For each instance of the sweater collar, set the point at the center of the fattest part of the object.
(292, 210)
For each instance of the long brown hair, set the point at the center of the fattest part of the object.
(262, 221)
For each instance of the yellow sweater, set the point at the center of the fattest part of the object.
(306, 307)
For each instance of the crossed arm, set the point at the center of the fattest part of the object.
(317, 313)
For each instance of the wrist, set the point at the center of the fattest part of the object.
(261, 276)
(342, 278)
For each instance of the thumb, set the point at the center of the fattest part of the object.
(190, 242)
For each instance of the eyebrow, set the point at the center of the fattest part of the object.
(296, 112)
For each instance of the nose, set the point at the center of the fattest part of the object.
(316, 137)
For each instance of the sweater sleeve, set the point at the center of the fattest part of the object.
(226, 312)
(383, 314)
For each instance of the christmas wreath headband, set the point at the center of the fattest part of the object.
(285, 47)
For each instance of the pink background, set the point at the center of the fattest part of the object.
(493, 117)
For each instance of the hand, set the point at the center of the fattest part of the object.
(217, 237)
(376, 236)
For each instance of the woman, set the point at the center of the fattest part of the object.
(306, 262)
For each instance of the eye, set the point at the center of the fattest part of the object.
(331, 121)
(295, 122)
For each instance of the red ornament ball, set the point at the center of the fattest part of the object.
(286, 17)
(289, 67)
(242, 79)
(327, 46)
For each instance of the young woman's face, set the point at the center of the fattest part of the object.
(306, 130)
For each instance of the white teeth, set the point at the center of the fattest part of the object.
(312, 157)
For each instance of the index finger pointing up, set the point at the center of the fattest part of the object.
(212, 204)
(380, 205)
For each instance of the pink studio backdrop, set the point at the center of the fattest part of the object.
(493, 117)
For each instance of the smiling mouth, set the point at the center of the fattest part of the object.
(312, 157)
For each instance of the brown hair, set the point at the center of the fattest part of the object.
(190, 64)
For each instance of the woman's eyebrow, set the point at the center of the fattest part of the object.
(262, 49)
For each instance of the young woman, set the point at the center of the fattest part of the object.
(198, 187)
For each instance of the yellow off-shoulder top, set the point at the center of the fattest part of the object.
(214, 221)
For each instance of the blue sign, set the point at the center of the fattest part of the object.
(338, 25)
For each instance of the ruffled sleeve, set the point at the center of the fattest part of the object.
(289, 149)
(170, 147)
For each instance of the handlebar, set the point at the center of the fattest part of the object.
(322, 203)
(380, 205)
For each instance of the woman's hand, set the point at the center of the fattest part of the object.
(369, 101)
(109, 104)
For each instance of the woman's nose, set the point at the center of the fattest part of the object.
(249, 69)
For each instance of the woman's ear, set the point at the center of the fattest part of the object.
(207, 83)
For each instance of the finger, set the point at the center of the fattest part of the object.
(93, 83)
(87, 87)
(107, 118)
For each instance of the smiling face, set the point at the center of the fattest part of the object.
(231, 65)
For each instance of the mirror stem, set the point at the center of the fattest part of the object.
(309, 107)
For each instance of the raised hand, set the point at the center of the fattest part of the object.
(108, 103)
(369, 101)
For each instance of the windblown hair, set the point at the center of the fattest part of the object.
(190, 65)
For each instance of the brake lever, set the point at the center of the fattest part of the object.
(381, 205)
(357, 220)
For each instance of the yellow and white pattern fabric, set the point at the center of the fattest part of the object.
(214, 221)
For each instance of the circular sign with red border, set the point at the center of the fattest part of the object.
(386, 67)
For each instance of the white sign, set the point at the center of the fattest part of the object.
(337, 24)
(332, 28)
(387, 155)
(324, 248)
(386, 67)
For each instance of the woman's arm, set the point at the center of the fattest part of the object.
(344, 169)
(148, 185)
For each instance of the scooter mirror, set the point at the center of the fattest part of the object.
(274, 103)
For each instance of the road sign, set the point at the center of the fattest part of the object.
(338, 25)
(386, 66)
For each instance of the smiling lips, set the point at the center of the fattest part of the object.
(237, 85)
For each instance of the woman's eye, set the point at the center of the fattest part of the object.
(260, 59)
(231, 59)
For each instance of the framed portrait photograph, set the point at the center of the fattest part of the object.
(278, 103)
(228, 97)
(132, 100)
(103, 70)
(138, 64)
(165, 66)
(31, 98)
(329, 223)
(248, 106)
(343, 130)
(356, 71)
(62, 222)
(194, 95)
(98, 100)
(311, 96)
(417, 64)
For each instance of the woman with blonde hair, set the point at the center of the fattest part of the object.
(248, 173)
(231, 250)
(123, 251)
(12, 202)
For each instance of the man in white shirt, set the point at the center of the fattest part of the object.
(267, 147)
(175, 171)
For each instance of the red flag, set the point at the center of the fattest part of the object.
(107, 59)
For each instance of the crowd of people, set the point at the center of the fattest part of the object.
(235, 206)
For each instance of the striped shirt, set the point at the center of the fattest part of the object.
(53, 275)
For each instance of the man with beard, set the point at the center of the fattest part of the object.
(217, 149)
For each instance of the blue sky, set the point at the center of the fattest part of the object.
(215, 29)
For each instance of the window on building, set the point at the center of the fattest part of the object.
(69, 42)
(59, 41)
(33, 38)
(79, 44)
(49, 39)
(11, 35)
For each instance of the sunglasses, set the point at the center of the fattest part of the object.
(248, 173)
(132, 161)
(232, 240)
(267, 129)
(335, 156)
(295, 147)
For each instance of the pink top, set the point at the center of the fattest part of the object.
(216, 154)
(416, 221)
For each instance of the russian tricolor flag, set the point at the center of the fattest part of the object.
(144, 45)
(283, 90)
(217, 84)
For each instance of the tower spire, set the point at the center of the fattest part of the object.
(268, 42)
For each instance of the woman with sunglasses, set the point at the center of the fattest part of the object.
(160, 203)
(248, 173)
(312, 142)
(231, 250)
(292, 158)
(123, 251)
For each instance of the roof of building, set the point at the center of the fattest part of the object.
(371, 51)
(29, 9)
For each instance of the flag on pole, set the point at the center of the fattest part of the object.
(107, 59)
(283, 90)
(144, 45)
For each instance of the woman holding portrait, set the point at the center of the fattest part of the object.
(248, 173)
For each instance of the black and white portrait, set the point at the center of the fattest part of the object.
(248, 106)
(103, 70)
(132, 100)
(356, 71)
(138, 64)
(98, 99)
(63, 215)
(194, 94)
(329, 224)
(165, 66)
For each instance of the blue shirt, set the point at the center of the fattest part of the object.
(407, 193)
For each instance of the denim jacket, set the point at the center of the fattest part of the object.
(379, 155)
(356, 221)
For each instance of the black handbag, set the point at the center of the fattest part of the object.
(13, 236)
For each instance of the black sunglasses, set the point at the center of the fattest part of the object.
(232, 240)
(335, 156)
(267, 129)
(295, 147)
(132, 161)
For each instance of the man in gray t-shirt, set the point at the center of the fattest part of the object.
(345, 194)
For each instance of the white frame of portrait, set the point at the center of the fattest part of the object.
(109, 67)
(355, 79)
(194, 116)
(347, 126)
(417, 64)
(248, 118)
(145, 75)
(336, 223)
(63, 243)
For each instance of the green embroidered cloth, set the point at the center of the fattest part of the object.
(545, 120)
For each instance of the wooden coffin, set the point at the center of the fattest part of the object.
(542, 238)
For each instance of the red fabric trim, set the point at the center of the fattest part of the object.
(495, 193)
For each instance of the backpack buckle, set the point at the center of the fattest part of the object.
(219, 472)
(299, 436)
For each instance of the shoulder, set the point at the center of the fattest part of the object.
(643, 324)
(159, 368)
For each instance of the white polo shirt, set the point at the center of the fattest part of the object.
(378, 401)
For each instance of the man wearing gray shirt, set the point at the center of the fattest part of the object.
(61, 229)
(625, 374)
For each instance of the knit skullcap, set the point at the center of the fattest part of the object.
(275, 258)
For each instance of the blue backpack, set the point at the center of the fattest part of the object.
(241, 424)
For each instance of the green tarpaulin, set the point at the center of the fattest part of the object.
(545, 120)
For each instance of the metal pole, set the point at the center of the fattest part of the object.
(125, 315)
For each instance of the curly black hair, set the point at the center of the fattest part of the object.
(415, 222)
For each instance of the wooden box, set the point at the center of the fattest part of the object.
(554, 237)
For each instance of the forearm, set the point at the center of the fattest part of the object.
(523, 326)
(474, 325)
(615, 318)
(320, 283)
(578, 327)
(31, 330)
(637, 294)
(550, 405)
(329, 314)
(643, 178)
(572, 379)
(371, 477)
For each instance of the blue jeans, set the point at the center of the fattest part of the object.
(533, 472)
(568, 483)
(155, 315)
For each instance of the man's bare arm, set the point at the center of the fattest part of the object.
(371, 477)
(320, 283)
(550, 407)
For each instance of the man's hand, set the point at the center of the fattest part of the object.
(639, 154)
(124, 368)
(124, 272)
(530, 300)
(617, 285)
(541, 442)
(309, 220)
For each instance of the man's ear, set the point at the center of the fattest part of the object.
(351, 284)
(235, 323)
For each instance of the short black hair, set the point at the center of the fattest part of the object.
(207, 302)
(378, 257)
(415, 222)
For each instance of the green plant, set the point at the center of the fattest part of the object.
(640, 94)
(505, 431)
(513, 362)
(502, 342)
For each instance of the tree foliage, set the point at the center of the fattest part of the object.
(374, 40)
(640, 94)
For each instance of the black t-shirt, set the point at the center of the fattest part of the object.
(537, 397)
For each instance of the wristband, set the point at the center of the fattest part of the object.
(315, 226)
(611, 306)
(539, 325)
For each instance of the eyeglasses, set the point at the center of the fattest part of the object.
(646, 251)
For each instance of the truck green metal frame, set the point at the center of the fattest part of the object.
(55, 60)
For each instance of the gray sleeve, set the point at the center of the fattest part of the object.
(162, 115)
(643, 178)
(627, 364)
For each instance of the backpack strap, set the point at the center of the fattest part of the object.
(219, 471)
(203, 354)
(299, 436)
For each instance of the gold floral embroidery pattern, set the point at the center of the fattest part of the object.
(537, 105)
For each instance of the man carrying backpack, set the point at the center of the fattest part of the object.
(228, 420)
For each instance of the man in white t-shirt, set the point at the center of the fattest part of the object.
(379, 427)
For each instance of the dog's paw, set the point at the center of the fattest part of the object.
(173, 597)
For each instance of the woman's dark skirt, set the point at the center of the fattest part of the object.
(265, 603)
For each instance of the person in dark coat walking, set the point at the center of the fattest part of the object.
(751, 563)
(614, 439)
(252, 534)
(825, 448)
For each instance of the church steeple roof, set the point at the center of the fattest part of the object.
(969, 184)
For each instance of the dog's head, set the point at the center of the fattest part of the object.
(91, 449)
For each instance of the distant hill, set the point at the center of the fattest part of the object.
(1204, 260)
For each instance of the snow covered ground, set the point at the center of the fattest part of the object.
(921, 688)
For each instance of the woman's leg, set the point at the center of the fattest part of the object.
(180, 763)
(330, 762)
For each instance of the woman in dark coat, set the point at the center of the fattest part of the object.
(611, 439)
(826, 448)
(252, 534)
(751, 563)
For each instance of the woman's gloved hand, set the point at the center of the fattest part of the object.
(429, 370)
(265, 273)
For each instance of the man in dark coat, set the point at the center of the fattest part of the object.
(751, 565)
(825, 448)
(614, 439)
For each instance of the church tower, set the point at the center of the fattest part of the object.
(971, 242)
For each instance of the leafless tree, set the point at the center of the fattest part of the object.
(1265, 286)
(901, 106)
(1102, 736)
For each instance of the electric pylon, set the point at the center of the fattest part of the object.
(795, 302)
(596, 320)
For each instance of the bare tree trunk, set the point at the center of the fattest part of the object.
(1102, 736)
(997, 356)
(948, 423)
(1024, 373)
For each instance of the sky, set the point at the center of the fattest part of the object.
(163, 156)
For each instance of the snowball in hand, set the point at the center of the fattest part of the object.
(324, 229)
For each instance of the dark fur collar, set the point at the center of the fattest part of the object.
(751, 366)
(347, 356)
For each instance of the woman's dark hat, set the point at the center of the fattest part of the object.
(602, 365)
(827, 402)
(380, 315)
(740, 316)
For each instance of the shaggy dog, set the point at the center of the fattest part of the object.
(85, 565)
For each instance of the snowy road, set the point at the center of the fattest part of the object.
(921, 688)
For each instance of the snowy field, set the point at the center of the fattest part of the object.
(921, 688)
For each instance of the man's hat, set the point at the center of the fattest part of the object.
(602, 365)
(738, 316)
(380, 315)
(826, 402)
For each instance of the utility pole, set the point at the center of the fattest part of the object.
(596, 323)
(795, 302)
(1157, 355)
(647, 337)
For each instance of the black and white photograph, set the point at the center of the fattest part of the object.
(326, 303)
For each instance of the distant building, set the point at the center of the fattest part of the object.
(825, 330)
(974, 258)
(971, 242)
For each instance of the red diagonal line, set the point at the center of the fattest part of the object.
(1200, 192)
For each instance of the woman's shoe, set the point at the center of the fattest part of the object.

*To do:* Repeat, word for word, every line from the line that contains "For each instance of the snowy road, set" to the end of the entries; include both of those lines and no others.

*Solution to this problem:*
For each instance of the snowy road, set the point at the center of the fattest part of the object.
(921, 688)
For each instance of the snowy field, set the point at the center of the fattest part of the object.
(921, 688)
For each instance of the man's hat, set the point at the center of the fattest part of the object.
(602, 365)
(738, 316)
(380, 315)
(826, 402)
For each instance of the utility pole, set the point at the center of the fattest part of the object.
(596, 323)
(795, 302)
(1157, 355)
(647, 337)
For each instance of the black and white photograph, set the point at the center of the fattest part of the object.
(326, 303)
For each instance of the distant building, set the point at the center of the fattest part of the object.
(825, 330)
(974, 258)
(971, 242)
For each instance of the red diagonal line, set the point at the center of the fattest part of the object.
(1200, 192)
For each instance of the woman's shoe, set the point at the center of the fattest part of the object.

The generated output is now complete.